= Problem to work on =
Lay out every line of the listing below as a numbered list, omitting any blank lines.

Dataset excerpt

+===+

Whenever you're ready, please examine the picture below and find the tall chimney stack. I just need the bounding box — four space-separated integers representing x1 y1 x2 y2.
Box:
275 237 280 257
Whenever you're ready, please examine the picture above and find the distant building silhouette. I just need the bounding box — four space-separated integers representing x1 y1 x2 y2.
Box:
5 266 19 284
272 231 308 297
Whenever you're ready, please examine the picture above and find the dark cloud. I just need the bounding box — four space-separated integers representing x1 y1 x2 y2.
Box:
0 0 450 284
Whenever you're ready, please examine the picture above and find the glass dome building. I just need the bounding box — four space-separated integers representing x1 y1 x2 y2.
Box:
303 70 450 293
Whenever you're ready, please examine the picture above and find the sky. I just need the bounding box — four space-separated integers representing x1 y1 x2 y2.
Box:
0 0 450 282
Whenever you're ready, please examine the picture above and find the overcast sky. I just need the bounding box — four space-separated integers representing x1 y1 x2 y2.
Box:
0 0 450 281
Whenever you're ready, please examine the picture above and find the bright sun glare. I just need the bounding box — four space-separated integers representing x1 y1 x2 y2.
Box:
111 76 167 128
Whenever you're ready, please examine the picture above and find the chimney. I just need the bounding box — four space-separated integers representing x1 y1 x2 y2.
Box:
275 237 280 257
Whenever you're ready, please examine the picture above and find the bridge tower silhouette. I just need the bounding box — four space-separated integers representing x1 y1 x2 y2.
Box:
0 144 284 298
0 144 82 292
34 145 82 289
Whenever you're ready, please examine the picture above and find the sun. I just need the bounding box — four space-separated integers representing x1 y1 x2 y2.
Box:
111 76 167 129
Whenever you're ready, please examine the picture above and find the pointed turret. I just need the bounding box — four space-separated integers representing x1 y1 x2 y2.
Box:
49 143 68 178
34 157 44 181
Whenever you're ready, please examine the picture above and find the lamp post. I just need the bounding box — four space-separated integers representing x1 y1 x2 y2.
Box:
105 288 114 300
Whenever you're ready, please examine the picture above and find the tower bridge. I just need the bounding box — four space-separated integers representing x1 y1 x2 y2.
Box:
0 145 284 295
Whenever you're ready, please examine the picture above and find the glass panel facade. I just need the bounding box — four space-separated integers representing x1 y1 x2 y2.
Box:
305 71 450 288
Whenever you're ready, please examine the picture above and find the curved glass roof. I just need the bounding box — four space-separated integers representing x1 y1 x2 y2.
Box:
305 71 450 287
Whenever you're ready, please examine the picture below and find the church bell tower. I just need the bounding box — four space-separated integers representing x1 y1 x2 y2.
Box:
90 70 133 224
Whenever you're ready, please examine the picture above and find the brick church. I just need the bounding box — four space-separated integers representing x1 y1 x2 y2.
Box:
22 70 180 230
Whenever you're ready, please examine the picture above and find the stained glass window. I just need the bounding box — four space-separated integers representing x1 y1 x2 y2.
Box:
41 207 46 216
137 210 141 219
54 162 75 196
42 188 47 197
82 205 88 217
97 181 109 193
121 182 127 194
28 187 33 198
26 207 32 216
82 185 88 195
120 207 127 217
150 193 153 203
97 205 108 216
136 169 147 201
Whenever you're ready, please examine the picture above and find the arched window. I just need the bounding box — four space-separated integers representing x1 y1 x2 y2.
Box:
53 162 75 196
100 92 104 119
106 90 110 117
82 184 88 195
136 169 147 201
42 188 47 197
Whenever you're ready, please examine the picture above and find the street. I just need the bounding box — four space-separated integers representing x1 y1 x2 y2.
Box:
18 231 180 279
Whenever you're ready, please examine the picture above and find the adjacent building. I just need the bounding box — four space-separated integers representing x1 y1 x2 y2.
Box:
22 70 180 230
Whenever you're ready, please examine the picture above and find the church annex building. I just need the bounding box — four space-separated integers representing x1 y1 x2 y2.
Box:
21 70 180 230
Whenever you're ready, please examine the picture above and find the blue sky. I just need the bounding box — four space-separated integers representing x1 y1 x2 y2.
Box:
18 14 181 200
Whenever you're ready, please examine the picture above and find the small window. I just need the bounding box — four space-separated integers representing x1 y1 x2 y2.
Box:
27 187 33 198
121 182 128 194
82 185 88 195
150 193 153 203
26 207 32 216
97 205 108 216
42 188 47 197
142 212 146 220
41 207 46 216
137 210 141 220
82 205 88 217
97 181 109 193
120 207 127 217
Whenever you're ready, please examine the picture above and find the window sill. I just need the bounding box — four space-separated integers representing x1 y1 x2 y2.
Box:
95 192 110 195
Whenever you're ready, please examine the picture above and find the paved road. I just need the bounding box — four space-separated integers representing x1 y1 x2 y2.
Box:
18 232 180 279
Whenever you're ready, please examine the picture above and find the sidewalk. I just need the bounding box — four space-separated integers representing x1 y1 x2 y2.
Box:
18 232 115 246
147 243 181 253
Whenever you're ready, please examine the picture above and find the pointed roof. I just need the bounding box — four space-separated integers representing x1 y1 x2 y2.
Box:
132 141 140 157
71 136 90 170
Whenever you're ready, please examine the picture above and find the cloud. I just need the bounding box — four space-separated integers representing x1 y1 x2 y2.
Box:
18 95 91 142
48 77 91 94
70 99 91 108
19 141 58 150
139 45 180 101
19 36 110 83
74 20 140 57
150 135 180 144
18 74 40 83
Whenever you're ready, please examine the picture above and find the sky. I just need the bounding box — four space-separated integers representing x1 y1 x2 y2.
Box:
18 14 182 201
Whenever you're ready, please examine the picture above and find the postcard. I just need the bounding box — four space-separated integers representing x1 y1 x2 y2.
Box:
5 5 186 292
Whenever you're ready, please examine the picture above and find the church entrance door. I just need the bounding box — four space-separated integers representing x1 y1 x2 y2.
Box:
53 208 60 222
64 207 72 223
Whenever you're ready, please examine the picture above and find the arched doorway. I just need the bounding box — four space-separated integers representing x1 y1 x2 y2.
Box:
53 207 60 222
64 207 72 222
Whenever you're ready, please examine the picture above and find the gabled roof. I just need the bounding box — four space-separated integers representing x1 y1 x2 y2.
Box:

+===+

= Exercise result =
1. Whenever you're ready, please examine the picture below and find the tall chimney stack. I just need the bounding box — four space-separated integers representing x1 y1 x2 y2.
2. Box:
3. 275 237 280 257
4. Whenever you're ready, please examine the picture above and find the distant building silhouette. I just need the bounding box — four space-separated integers representing x1 y1 x2 y2.
5. Box:
6. 5 266 19 284
7. 272 231 308 297
8. Whenever you're ready, please examine the picture above and find the dark cloud. I just need the bounding box — four space-separated integers representing x1 y1 x2 y2.
9. Box:
10. 0 0 450 284
11. Whenever you're ready, please examine the picture above and find the glass dome building. I just need the bounding box — four space-separated integers representing x1 y1 x2 y2.
12. Box:
13. 303 70 450 293
14. Whenever you're ready, please examine the picture above and find the sky. I just need the bounding box — four space-separated integers representing x1 y1 x2 y2.
15. Box:
16. 0 0 450 282
17. Whenever you're ready, please examine the picture above and find the overcast sky. I just need the bounding box — four space-separated integers representing x1 y1 x2 y2.
18. Box:
19. 0 0 450 281
20. Whenever you're ready, please examine the picture above and find the bright sun glare. I just need the bounding box — four space-separated integers representing x1 y1 x2 y2.
21. Box:
22. 111 76 167 128
23. Whenever you're ready, please examine the picture above and find the chimney. I just need the bounding box — four space-separated integers representing x1 y1 x2 y2.
24. Box:
25. 275 237 280 257
26. Whenever you're ready, please examine the picture above and find the bridge tower silhouette. I just need the bounding box — four space-separated integers representing x1 y1 x2 y2.
27. Box:
28. 0 144 284 298
29. 0 144 82 292
30. 34 145 82 289
31. Whenever you're ready, please examine the picture above and find the sun. I just need the bounding box — four space-separated integers representing x1 y1 x2 y2.
32. Box:
33. 111 76 167 129
34. Whenever you're ready, please examine the picture above and find the pointed turret. I just need the bounding box — four space-separated integers representing x1 y1 x2 y2.
35. Box:
36. 49 143 68 178
37. 34 157 44 181
38. Whenever you're ready, please examine the picture above and find the lamp post. I just need the bounding box — four space-separated integers representing x1 y1 x2 y2.
39. Box:
40. 105 288 114 300
41. Whenever you're ready, please examine the picture above and find the tower bridge. I just need the bounding box — four space-separated integers representing x1 y1 x2 y2.
42. Box:
43. 0 145 284 295
44. Whenever you're ready, please examine the picture above and find the glass panel facade. I just need the bounding box — four space-separated integers representing x1 y1 x2 y2.
45. Box:
46. 305 71 450 288
47. Whenever you're ready, please examine the picture above and find the curved glass roof. I just need the bounding box — four space-separated integers representing x1 y1 x2 y2.
48. Box:
49. 305 71 450 287
50. Whenever you're ready, please examine the picture below and find the church bell tower. I just need the bounding box — four space-separated integers representing x1 y1 x2 y2.
51. Box:
52. 90 70 133 224
53. Whenever you're ready, please examine the picture above and find the brick church. I just need the bounding box — four space-separated integers representing x1 y1 x2 y2.
54. Box:
55. 22 70 180 230
56. Whenever you're ready, please examine the picture above and find the stained glass window. I just need the bounding box — four space-separated integers representing x1 y1 x2 y2.
57. Box:
58. 41 207 46 216
59. 137 210 141 219
60. 54 162 75 196
61. 42 188 47 197
62. 82 205 88 217
63. 97 181 109 193
64. 121 182 127 194
65. 28 187 33 198
66. 26 207 32 216
67. 82 185 88 195
68. 120 207 127 217
69. 150 193 153 203
70. 97 205 108 216
71. 136 169 147 201
72. Whenever you're ready, please examine the picture above and find the arched window. I just need the bounding box — four space-separated integers representing x1 y1 x2 y2.
73. Box:
74. 53 162 75 196
75. 100 92 104 119
76. 106 90 110 117
77. 82 184 88 195
78. 136 169 147 201
79. 42 188 47 197
80. Whenever you're ready, please examine the picture above and find the street. I just need the bounding box — four space-separated integers representing x1 y1 x2 y2.
81. Box:
82. 18 231 180 279
83. Whenever you're ready, please examine the picture above and find the adjacent building. I just need the bounding box — four space-separated integers representing x1 y1 x2 y2.
84. Box:
85. 22 70 180 230
86. Whenever you're ready, please examine the picture above and find the church annex building. I just need the bounding box — four space-separated integers representing x1 y1 x2 y2.
87. Box:
88. 21 70 180 230
89. Whenever you're ready, please examine the picture above and find the blue sky. I just need the bounding box — four space-separated integers representing x1 y1 x2 y2.
90. Box:
91. 18 14 181 200
92. Whenever you're ready, please examine the picture above and find the small window. I just need the bounding box — four space-separated integers representing x1 y1 x2 y2.
93. Box:
94. 27 187 33 198
95. 121 182 128 194
96. 82 185 88 195
97. 150 193 153 203
98. 26 207 32 216
99. 97 205 108 216
100. 42 188 47 197
101. 142 212 146 220
102. 41 207 46 216
103. 137 210 141 220
104. 82 205 88 217
105. 97 181 109 193
106. 120 207 127 217
107. Whenever you're ready, please examine the picture above and find the window sill. I just need the bounding box — four space-separated integers representing x1 y1 x2 y2.
108. Box:
109. 95 192 110 195
110. Whenever you're ready, please examine the picture above and find the paved road. I just need the bounding box — four space-separated integers representing x1 y1 x2 y2.
111. Box:
112. 18 232 180 279
113. Whenever you're ready, please examine the picture above and find the sidewalk. I just need the bounding box — four space-separated integers representing x1 y1 x2 y2.
114. Box:
115. 18 232 115 246
116. 147 243 181 253
117. Whenever you're ready, please examine the picture above and find the pointed roof. I just need the bounding box — four space-separated integers representing x1 y1 x2 y2.
118. Box:
119. 132 141 140 157
120. 71 136 90 170
121. Whenever you're ready, please examine the picture above and find the cloud. I just need the bounding box — four space-separated integers representing x1 y1 x2 y2.
122. Box:
123. 18 95 91 142
124. 48 77 91 94
125. 70 99 91 108
126. 19 141 58 150
127. 139 45 180 101
128. 19 36 110 83
129. 74 20 140 57
130. 150 135 180 144
131. 18 74 40 83
132. Whenever you're ready, please examine the picture above and find the sky. I just need the bounding box — four space-separated integers representing x1 y1 x2 y2.
133. Box:
134. 18 14 182 201
135. Whenever you're ready, please examine the picture above and find the postcard. I just need the bounding box — four space-separated integers representing x1 y1 x2 y2.
136. Box:
137. 5 5 186 292
138. Whenever you're ready, please examine the picture above and find the church entrance door. I just need the bounding box — four space-separated integers representing x1 y1 x2 y2.
139. Box:
140. 53 208 60 222
141. 64 207 72 223
142. Whenever you're ready, please examine the picture above and find the arched doorway. I just need the bounding box — four space-separated integers representing x1 y1 x2 y2.
143. Box:
144. 53 207 60 222
145. 64 207 72 222
146. Whenever you're ready, please examine the picture above and find the gabled roof. I just need the bounding box — four space-separated integers representing x1 y1 x2 y2.
147. Box:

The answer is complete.